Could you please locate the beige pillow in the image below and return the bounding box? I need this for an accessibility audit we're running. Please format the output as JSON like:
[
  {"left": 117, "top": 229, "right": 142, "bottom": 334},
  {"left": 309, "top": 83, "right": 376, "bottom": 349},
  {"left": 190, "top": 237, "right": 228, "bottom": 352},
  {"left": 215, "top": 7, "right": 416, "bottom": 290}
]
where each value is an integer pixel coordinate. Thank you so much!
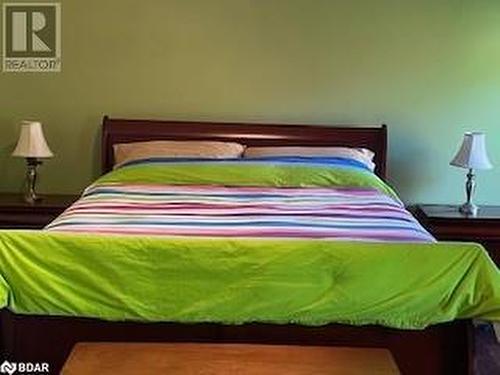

+++

Action item >> Reproduce the entries exactly. Do not carry over any picture.

The answer >>
Could you please locate the beige pillow in the image below and return the bounding box? I need this for an accessibility audit we're running. Please format the output as JSON like:
[
  {"left": 117, "top": 229, "right": 142, "bottom": 334},
  {"left": 309, "top": 83, "right": 376, "bottom": 349},
  {"left": 190, "top": 237, "right": 228, "bottom": 352},
  {"left": 215, "top": 7, "right": 416, "bottom": 290}
]
where each value is an integer pixel coordinate. Thank you so much!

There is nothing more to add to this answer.